**WRITTEN TASK**
Pick out each line of the entries below that contains the word "wooden".

**THE DATA**
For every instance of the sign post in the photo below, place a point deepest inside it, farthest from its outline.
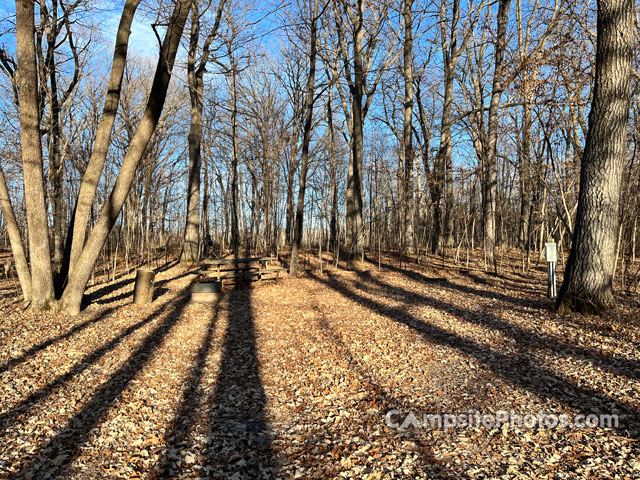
(551, 255)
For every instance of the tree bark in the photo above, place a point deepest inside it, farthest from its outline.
(41, 273)
(491, 162)
(407, 132)
(190, 248)
(588, 281)
(79, 276)
(306, 139)
(102, 140)
(17, 247)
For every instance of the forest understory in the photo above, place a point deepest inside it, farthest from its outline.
(295, 379)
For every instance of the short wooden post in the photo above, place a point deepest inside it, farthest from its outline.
(143, 289)
(551, 255)
(205, 292)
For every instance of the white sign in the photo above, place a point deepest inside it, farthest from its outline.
(550, 252)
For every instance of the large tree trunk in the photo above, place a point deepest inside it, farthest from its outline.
(41, 274)
(17, 247)
(79, 276)
(525, 174)
(102, 140)
(491, 161)
(409, 203)
(587, 286)
(333, 175)
(235, 233)
(354, 217)
(190, 249)
(306, 140)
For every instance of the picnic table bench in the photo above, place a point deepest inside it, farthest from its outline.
(253, 268)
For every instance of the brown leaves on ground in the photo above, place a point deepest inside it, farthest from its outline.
(294, 380)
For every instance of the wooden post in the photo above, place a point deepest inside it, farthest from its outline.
(143, 289)
(551, 256)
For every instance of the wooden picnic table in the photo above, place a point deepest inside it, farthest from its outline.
(244, 268)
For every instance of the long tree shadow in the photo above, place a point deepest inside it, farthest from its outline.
(613, 363)
(186, 418)
(420, 277)
(11, 415)
(99, 317)
(517, 369)
(377, 396)
(240, 436)
(66, 445)
(98, 295)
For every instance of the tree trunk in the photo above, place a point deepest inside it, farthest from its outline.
(354, 202)
(491, 162)
(409, 203)
(17, 247)
(235, 234)
(333, 175)
(190, 249)
(102, 140)
(41, 274)
(588, 281)
(306, 140)
(79, 276)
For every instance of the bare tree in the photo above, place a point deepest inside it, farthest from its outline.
(196, 68)
(588, 280)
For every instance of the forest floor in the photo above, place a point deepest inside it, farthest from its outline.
(296, 379)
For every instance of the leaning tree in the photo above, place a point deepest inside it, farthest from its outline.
(588, 280)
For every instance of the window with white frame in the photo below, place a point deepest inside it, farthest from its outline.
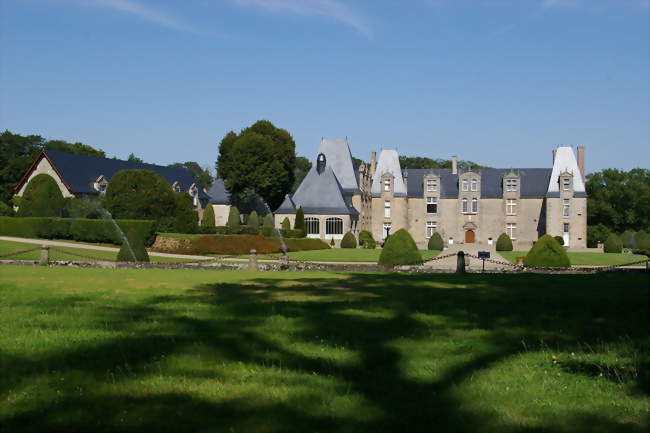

**COMPLETE OUTPUT**
For every instance of the short wooden post in the photo above, place a point deepest inside it, farthest from its outline.
For every instance of the wooden post in the photo above, place a point deepest inside it, farthest from its outline.
For every instance of the wooden picnic table in the photo above, place a point deepest inside it, farthest from its outline.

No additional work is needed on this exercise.